• EXERCISE DATA
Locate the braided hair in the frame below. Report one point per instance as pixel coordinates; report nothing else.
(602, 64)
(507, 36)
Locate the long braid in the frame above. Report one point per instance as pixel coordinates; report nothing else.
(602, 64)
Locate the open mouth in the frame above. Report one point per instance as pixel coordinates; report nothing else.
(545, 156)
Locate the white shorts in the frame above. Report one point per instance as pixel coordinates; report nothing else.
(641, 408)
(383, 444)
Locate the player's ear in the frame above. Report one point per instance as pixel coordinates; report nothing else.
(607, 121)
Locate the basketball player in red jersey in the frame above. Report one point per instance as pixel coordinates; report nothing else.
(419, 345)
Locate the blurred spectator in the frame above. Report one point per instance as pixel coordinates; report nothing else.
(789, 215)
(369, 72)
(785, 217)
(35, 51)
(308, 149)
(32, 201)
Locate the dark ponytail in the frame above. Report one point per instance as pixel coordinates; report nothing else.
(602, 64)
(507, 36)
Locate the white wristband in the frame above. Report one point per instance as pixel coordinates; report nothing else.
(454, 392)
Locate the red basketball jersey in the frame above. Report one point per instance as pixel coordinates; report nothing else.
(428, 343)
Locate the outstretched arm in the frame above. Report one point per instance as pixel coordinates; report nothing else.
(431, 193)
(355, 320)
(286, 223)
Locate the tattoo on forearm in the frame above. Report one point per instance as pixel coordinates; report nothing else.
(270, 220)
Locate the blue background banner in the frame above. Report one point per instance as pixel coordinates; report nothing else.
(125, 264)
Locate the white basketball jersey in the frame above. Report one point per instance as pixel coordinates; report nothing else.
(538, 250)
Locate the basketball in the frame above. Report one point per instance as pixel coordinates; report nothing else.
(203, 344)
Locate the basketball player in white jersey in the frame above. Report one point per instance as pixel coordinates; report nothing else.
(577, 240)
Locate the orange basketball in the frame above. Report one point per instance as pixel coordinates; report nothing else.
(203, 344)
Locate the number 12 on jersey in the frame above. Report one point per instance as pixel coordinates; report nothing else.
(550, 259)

• EXERCISE AIM
Render everything from the line containing "Locate the outstretched" down to the end of the records as a Markdown table with the columns Row and Line, numbering each line and leaving out blank lines.

• WRITTEN SOLUTION
| Row | Line |
|---|---|
| 1 | Locate the outstretched arm in the frame above. Report one point per instance as pixel coordinates; report nothing else. |
| 2 | (431, 193) |
| 3 | (355, 320) |
| 4 | (286, 223) |
| 5 | Locate the tattoo on forearm in the frame above. Report one point per instance as pixel coordinates; report nothing else. |
| 6 | (270, 220) |
| 7 | Locate the blue background banner in the frame above. Report one point per instance as pixel coordinates; report nothing else. |
| 8 | (125, 264) |
| 9 | Locate the white basketball jersey in the frame above. Report one point per instance as pixel coordinates; report nothing else. |
| 10 | (538, 250) |
| 11 | Locate the basketball in the frame above. Report one point per instance as pixel coordinates; report nothing else. |
| 12 | (203, 344) |
| 13 | Locate the basketball player in white jersey in the frame above. Report one point per instance as pixel coordinates; report nothing else. |
| 14 | (577, 240) |
| 15 | Locate the orange basketball in the frame above. Report one point per instance as pixel coordinates; report nothing else. |
| 16 | (203, 344) |
| 17 | Locate the number 12 on jersey in the frame above. Report one point per instance as pixel coordinates; report nothing else. |
| 18 | (550, 259) |